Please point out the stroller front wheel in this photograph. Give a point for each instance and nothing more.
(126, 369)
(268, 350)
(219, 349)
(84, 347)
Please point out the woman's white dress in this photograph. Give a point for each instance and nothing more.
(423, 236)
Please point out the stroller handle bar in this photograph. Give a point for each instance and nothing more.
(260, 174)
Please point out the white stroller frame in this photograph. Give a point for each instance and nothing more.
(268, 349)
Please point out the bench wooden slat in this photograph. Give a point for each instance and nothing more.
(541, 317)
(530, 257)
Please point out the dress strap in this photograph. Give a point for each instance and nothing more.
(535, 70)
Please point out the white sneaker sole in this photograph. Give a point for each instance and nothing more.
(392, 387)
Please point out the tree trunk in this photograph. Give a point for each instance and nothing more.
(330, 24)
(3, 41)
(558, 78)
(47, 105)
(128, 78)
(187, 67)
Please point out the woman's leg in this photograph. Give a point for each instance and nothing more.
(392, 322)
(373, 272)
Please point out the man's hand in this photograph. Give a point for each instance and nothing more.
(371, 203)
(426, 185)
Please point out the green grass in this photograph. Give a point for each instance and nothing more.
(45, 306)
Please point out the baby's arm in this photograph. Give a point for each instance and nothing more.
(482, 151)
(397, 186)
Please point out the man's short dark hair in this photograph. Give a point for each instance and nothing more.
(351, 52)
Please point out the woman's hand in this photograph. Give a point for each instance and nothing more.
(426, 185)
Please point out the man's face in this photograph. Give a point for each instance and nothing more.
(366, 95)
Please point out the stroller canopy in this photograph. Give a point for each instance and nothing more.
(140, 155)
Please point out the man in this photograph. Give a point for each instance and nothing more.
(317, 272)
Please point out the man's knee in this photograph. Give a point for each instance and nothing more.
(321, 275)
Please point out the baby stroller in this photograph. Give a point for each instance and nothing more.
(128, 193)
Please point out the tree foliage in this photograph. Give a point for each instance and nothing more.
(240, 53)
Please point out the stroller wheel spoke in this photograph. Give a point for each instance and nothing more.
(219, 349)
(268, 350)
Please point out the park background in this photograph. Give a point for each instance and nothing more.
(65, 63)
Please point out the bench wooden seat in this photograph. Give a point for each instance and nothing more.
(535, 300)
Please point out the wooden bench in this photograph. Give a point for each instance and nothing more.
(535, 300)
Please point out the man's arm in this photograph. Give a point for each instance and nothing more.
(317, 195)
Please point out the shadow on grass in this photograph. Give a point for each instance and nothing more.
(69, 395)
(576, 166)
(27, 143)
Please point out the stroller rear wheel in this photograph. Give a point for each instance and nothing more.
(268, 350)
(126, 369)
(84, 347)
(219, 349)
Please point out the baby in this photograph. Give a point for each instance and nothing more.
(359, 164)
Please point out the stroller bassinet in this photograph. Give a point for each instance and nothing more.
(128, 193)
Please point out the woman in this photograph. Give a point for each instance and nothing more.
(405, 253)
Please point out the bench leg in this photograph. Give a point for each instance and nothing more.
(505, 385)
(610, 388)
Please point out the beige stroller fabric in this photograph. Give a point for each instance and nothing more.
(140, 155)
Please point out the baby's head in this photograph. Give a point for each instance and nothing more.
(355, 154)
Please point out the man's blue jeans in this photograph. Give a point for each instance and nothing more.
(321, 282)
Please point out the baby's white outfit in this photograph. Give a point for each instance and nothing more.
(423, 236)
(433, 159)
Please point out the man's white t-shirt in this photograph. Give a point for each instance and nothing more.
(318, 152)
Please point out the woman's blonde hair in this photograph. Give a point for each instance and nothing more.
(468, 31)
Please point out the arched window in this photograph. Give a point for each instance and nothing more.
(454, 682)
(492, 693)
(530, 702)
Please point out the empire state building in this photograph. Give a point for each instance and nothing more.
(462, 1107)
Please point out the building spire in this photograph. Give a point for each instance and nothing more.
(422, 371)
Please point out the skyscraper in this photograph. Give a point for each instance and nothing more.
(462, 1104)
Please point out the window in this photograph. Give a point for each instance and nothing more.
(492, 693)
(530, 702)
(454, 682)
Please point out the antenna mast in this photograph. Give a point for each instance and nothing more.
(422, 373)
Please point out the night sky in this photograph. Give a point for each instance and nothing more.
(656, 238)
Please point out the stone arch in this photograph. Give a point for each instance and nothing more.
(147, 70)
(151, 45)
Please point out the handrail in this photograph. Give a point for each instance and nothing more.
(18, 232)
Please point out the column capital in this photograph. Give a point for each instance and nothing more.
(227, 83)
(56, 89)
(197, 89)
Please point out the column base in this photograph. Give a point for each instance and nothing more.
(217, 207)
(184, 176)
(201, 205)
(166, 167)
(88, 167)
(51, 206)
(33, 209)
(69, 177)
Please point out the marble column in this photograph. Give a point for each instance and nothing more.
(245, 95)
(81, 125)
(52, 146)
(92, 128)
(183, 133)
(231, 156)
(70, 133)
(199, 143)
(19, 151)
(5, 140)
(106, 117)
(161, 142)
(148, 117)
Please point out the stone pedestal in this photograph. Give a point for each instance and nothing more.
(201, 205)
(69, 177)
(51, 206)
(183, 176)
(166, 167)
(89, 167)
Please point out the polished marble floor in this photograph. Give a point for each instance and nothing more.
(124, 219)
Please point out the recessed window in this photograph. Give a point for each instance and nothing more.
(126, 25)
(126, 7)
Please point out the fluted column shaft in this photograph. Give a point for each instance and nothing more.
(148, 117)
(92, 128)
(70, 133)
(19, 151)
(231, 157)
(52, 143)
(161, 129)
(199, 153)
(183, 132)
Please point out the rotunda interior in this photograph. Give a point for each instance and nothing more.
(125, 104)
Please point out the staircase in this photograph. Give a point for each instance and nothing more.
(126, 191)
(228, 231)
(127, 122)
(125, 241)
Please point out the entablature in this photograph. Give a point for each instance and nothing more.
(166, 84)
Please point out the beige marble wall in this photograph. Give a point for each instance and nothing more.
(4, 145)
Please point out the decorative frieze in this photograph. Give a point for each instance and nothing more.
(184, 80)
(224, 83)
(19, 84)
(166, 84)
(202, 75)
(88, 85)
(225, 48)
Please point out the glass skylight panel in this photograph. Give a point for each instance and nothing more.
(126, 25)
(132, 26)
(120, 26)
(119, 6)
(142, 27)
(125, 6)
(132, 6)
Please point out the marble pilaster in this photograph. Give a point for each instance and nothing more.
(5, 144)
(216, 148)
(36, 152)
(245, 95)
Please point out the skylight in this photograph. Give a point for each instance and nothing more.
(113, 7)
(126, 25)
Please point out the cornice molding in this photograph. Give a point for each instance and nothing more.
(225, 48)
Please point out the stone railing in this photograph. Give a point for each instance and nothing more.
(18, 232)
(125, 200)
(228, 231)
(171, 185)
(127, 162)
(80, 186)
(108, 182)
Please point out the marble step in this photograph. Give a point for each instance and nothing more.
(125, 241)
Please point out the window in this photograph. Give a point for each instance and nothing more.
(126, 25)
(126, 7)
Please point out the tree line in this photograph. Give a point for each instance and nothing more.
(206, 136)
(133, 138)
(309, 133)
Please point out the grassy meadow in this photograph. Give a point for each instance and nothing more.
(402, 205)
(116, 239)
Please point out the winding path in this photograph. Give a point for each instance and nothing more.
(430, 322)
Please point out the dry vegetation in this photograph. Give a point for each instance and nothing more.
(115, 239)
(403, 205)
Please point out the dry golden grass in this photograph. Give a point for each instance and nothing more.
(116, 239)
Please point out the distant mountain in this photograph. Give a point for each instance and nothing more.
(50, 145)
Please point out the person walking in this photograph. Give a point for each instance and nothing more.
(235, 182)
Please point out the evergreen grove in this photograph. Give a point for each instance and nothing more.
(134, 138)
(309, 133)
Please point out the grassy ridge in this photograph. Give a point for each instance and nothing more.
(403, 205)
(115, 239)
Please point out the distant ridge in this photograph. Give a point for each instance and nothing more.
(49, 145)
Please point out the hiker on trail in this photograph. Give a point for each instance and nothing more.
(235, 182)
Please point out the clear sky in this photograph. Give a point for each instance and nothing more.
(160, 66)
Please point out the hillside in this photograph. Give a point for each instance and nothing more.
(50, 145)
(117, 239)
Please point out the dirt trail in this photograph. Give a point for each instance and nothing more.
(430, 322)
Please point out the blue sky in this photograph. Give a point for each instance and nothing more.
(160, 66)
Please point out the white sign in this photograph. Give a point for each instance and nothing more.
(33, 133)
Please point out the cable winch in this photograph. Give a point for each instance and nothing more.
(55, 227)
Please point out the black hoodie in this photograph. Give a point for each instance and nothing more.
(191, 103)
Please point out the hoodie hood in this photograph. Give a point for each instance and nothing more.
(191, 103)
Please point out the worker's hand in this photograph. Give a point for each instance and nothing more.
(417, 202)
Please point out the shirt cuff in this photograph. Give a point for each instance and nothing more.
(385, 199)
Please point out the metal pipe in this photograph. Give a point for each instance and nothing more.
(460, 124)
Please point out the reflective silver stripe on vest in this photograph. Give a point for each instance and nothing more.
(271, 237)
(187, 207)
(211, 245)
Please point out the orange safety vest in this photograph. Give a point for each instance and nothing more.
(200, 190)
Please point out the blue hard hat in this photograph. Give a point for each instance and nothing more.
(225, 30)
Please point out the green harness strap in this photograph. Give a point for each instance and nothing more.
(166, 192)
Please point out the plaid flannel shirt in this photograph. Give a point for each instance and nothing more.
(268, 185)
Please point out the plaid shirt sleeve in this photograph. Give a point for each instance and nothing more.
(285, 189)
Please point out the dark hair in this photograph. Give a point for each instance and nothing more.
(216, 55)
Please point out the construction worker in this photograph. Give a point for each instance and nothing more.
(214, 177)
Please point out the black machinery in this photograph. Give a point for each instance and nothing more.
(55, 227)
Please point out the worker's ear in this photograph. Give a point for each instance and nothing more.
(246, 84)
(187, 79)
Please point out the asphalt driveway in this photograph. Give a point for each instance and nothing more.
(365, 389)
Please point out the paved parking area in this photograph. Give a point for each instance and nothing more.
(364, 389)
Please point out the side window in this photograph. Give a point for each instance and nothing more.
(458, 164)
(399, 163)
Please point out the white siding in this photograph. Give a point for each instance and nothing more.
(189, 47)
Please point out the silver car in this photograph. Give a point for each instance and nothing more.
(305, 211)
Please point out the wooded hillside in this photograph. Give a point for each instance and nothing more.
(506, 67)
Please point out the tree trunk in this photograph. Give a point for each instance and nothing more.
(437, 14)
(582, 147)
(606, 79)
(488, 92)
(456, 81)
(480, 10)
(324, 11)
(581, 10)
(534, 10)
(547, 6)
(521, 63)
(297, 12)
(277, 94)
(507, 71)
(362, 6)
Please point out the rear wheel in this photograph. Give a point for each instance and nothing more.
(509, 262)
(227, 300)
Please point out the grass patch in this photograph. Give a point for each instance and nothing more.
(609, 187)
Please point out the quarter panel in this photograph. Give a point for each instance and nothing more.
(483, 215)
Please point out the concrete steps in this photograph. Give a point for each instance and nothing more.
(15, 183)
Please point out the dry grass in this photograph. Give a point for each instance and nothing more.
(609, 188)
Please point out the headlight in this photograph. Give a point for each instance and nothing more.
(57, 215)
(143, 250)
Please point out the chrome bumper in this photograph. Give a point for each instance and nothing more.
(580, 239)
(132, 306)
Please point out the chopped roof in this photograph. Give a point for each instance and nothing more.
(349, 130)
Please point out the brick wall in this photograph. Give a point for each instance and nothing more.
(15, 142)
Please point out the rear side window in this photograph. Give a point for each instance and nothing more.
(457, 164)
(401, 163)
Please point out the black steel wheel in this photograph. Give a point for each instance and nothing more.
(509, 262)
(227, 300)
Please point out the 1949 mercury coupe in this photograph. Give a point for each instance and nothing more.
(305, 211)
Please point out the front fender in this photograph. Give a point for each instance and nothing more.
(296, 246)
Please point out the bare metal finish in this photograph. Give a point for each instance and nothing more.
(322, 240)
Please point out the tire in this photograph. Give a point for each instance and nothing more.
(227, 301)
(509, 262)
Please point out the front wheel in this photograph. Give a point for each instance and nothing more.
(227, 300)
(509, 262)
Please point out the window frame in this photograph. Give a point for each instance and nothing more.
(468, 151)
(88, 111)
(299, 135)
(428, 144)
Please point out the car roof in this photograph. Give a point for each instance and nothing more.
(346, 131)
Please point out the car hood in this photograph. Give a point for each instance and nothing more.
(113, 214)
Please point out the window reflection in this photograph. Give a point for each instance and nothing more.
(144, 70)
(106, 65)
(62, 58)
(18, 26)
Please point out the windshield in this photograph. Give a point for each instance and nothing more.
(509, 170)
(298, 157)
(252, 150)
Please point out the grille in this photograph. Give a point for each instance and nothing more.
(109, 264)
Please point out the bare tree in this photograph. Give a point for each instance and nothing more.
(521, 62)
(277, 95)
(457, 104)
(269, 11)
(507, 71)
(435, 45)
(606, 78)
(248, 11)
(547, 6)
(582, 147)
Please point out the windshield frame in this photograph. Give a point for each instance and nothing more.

◆ ◆ ◆ ◆ ◆

> _INSTRUCTIONS FOR THE TASK_: Nothing before the line holding "Please point out the windshield in" belongs in the answer. Repeat that line and the rest of the listing exactly.

> _EXERCISE OUTPUT_:
Please point out the windshield in this photograph. Give a point for each instance and nothing more.
(509, 170)
(298, 157)
(252, 150)
Please point out the grille in this photograph. Give a point for each instance and nothing more.
(109, 264)
Please point out the bare tree in this photograph. Give a point for each instance and nothing more.
(521, 62)
(277, 95)
(457, 104)
(269, 11)
(507, 71)
(435, 45)
(606, 78)
(248, 11)
(547, 6)
(582, 147)
Please point out the windshield frame in this photograph. Give a point for each instance and nothing more.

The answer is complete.